### What the task asks
Repeat word for word every line of the data below, from the first through the line containing "task | for every instance of the rickshaw", and stop there.

>>

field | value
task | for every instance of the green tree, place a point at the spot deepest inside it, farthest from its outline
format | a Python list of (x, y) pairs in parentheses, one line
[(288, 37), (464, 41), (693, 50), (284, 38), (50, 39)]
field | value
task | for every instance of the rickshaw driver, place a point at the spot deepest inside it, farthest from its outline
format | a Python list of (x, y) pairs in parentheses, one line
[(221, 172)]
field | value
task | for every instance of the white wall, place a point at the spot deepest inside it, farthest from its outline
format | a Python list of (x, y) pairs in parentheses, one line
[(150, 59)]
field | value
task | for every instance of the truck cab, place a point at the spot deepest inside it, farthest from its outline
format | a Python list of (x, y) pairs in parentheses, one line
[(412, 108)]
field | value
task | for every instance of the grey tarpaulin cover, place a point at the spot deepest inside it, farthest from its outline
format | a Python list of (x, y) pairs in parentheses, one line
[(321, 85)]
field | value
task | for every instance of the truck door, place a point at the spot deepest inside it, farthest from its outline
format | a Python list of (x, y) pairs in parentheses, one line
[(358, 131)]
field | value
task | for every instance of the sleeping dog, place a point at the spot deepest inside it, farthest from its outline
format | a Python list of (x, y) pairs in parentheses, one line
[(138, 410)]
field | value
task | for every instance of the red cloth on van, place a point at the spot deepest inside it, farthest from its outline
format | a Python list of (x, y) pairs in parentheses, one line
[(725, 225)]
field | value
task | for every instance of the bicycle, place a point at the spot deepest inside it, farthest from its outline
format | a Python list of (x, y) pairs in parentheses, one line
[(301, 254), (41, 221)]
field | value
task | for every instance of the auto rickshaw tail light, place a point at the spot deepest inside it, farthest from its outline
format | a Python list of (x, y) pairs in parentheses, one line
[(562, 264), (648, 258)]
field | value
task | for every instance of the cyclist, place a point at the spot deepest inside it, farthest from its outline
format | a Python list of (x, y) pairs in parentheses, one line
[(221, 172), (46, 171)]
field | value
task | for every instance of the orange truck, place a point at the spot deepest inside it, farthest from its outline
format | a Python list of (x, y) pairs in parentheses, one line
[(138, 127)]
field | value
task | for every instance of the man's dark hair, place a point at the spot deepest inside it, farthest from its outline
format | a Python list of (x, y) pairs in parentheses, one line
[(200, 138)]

<<

### Answer box
field | value
task | for every instance of the green tree, place a point at the spot deepest inside it, farthest from its outline
format | a Python list of (x, y) pairs in parentheses, one line
[(288, 37), (464, 41), (693, 50), (284, 38), (50, 39)]
field | value
task | for every instance of the rickshaw driver, place a point at the spot deepest inside it, farthest from its outline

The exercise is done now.